• _Task_
The required output is the lines below from the line containing "negative clicks: (361, 275) (340, 276)" to the line containing "286L371 287L370 294L378", inclusive, retyped exactly. No other lines belong in it.

#### Supplied information

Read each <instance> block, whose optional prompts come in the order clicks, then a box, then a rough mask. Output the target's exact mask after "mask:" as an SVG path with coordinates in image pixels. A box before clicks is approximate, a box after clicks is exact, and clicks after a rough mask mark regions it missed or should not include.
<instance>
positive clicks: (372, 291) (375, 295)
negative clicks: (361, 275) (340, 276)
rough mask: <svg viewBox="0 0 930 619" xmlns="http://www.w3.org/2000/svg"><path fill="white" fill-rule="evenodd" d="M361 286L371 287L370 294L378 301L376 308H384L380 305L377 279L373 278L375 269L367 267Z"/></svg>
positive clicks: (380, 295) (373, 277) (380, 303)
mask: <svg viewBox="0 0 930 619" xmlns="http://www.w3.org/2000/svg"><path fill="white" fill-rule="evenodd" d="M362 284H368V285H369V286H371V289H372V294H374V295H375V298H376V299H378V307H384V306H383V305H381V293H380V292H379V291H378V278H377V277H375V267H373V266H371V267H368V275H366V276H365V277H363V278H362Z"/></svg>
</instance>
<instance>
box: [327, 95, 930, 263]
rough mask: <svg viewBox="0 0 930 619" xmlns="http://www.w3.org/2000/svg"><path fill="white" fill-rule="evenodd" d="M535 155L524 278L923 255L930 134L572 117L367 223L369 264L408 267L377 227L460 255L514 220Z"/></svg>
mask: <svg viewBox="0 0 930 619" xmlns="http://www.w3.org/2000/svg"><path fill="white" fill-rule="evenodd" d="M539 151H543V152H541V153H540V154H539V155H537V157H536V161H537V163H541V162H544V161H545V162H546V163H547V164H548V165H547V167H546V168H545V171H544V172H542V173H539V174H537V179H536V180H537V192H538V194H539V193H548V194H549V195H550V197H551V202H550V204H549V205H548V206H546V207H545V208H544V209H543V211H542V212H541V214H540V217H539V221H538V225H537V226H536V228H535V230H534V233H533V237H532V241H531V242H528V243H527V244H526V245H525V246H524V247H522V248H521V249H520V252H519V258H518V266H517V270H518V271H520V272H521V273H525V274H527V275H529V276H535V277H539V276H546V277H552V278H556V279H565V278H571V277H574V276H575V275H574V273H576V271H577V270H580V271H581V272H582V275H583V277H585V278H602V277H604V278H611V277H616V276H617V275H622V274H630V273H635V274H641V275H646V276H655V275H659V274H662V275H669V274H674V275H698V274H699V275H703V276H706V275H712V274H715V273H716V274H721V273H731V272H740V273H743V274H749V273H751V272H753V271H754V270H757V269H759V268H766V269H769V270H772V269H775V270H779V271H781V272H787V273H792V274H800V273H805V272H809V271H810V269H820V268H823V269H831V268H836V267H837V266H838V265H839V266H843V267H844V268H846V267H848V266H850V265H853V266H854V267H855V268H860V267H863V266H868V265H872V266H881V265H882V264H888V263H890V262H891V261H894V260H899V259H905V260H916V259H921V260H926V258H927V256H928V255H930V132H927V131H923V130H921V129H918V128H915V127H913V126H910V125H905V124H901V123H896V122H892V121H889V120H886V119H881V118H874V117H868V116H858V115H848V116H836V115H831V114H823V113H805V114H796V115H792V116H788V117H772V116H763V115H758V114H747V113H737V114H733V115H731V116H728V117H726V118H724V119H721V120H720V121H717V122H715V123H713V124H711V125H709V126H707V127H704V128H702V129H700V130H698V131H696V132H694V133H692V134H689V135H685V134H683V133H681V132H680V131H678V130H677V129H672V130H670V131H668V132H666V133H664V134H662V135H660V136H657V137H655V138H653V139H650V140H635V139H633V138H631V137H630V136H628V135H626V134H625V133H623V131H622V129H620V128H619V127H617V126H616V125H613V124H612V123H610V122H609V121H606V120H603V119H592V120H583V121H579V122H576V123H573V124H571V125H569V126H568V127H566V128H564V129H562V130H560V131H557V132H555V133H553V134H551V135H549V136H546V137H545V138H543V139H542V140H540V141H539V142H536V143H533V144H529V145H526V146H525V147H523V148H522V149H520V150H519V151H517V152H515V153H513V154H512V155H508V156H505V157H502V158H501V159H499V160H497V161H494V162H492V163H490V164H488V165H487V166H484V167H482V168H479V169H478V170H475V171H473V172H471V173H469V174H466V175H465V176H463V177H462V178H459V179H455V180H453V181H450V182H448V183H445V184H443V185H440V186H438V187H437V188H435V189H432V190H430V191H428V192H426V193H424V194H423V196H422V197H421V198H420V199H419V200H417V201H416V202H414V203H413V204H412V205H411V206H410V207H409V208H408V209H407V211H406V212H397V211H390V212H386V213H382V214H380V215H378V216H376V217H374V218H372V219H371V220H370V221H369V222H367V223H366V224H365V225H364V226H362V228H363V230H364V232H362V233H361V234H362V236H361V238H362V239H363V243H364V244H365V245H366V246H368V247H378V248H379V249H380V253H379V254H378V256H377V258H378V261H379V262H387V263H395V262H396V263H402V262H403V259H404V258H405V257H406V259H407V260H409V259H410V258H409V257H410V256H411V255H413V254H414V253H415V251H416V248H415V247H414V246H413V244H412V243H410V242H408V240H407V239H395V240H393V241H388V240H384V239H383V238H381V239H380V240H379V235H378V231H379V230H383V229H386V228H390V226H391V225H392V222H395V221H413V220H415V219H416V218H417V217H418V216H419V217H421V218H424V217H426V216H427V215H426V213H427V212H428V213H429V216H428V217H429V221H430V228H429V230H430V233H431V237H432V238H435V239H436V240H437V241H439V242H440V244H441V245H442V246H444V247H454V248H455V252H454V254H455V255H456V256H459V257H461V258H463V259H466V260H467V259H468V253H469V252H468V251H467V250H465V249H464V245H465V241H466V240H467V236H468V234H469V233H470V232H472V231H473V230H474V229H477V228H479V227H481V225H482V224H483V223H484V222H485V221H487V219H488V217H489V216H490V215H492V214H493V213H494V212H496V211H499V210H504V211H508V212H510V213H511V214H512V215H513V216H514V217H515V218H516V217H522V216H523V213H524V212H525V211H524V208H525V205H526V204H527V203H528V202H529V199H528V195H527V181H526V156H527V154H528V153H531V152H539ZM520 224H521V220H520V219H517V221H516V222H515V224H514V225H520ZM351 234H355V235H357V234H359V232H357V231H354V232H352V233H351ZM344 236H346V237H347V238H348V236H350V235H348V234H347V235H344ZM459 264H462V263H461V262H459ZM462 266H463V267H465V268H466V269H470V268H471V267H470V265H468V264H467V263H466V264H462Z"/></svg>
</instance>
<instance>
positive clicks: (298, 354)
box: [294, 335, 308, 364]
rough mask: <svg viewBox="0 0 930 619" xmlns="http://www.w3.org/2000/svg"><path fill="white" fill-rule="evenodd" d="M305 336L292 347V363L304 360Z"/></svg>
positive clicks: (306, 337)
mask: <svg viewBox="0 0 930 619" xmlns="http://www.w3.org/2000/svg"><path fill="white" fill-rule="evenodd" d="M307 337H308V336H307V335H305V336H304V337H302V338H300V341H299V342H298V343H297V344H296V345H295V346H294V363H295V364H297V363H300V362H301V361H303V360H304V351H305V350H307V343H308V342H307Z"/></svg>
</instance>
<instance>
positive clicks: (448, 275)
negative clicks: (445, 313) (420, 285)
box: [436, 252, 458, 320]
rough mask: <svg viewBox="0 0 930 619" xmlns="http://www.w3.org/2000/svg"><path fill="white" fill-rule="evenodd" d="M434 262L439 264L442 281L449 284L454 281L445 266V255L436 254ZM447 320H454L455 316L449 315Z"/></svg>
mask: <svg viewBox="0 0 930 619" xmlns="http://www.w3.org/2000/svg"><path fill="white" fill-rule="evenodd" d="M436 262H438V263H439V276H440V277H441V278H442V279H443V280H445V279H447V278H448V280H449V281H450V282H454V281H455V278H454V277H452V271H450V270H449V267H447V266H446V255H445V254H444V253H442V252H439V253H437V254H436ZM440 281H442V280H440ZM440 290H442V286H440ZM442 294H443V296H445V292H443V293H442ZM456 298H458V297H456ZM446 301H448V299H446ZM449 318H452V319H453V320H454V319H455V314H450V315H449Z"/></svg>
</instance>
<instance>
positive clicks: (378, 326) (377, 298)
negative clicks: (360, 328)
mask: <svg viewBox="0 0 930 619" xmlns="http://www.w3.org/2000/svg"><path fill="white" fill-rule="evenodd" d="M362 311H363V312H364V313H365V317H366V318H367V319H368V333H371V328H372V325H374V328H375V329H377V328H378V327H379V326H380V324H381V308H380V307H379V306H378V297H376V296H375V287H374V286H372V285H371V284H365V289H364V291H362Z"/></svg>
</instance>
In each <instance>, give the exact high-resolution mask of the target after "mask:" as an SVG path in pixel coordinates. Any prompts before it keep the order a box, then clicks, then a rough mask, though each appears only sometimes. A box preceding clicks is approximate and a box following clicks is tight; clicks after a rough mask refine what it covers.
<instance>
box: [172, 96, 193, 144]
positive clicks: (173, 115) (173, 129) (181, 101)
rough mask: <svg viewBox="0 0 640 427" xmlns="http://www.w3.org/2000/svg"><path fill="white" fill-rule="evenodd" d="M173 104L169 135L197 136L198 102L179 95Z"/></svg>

########

• _Your solution_
negative clicks: (361, 275) (340, 276)
rough mask: <svg viewBox="0 0 930 619" xmlns="http://www.w3.org/2000/svg"><path fill="white" fill-rule="evenodd" d="M361 286L371 287L370 294L378 301L376 308H384L380 305L377 279L373 278L375 269L367 267Z"/></svg>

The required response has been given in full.